(Point labeling data from photos)
——————————

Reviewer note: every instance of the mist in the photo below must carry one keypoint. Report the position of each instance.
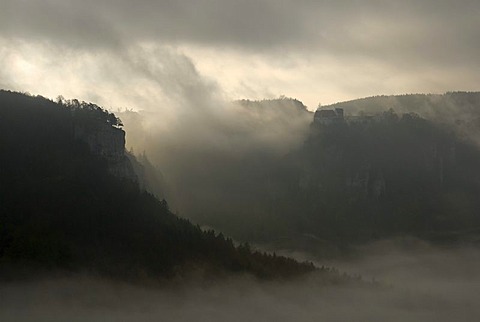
(413, 281)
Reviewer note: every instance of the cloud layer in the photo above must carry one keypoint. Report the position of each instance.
(313, 50)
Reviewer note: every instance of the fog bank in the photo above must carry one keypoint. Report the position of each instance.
(424, 284)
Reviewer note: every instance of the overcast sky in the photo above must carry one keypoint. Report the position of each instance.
(142, 53)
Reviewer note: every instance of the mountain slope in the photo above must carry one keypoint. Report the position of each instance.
(62, 206)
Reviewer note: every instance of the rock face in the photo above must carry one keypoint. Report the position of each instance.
(108, 142)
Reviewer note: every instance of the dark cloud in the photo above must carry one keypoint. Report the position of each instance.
(411, 29)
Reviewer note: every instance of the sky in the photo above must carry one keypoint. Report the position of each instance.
(144, 54)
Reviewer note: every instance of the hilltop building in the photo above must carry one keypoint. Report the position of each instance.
(327, 117)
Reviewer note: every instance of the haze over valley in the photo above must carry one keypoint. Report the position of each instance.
(239, 160)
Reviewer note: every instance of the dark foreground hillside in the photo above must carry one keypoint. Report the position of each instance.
(62, 208)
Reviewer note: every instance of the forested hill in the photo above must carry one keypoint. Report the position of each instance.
(63, 207)
(363, 178)
(458, 110)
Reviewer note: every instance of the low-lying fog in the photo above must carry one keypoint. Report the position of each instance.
(421, 284)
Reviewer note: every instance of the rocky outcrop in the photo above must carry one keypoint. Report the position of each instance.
(108, 142)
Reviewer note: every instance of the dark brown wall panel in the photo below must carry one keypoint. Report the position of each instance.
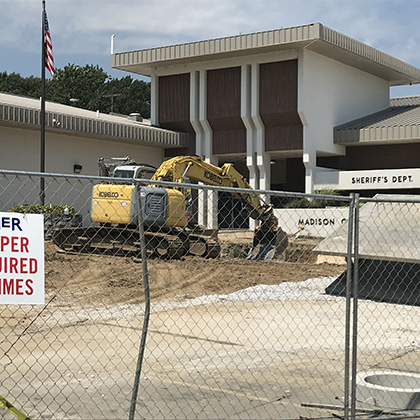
(174, 98)
(224, 110)
(284, 137)
(278, 105)
(228, 141)
(174, 109)
(393, 156)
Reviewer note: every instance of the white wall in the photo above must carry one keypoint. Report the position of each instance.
(332, 93)
(21, 151)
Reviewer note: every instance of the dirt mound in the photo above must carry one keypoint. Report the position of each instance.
(98, 279)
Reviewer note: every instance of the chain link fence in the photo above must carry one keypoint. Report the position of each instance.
(185, 312)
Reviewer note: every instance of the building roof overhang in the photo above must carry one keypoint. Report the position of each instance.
(314, 37)
(400, 123)
(25, 113)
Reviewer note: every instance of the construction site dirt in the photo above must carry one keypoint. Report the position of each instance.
(231, 359)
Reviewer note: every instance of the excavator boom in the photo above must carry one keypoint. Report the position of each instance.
(269, 239)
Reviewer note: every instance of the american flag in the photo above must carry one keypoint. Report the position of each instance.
(49, 60)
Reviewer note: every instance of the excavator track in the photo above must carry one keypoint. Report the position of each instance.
(172, 244)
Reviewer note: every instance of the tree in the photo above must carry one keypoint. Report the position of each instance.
(85, 84)
(15, 84)
(126, 96)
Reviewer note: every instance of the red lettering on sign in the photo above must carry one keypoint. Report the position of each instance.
(28, 284)
(19, 286)
(14, 244)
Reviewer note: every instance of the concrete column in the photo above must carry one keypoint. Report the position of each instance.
(309, 160)
(262, 158)
(251, 155)
(207, 200)
(154, 103)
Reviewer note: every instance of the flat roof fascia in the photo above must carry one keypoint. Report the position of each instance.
(315, 37)
(66, 123)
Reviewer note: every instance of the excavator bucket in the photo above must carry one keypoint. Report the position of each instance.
(268, 244)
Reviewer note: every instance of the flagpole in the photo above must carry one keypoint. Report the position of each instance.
(42, 186)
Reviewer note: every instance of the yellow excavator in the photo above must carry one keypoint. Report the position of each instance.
(168, 231)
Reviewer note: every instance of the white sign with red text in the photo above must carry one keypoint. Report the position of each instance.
(21, 258)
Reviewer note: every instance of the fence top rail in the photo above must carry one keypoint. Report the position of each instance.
(172, 184)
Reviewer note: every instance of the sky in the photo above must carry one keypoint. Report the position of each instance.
(81, 30)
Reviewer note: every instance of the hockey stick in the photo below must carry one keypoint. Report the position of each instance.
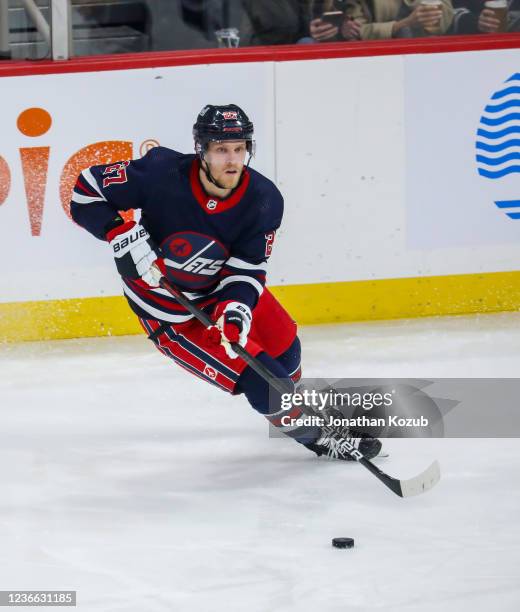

——————————

*STATED PROBLEM*.
List every line of the records above that contains the word "fence", copying each line in full.

*FINAL ANSWER*.
Reviewer note: every instance of the chain link fence in the photo above must carry one keypoint. Report the position of each instance.
Reviewer note: every instance of the fence top rail in the photo above must carry one keypoint. Report the position of each instance.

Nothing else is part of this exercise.